_Problem statement_. Print every one of the following items word for word, keeping their order.

======== The input

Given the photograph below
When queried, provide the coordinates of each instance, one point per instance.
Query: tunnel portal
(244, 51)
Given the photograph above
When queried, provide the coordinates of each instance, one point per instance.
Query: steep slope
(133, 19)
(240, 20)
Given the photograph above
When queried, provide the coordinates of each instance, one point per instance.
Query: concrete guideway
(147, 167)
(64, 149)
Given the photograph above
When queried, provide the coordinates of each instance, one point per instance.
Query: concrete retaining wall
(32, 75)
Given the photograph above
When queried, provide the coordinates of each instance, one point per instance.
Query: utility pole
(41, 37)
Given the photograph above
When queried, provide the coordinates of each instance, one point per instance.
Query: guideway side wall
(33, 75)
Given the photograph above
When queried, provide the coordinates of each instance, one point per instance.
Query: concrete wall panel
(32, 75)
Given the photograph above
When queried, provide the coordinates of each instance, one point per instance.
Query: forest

================

_The reply_.
Given the photograph below
When queried, provide the coordinates of each instance, one point per instance.
Query: tunnel portal
(244, 51)
Given the photograph above
When queried, provide the coordinates of each instance, one point per instance.
Query: steep slope
(133, 19)
(240, 20)
Given the photograph above
When queried, provide the coordinates of each instance, one point per instance.
Query: concrete guideway
(147, 167)
(64, 149)
Given the photograph above
When queried, provide the coordinates of each instance, one point per instance.
Query: concrete retaining wall
(32, 75)
Given the photograph above
When queried, provide the coordinates of each instance, one point per instance.
Query: utility pole
(41, 37)
Given the photograph above
When queried, provide the coordinates of each instance, one point per instance.
Query: guideway side wall
(33, 75)
Given the photograph above
When queried, provide the coordinates of each instance, one point per instance.
Query: concrete wall panel
(32, 75)
Given the photograph above
When queried, provide the coordinates of each instance, one point per instance.
Query: forest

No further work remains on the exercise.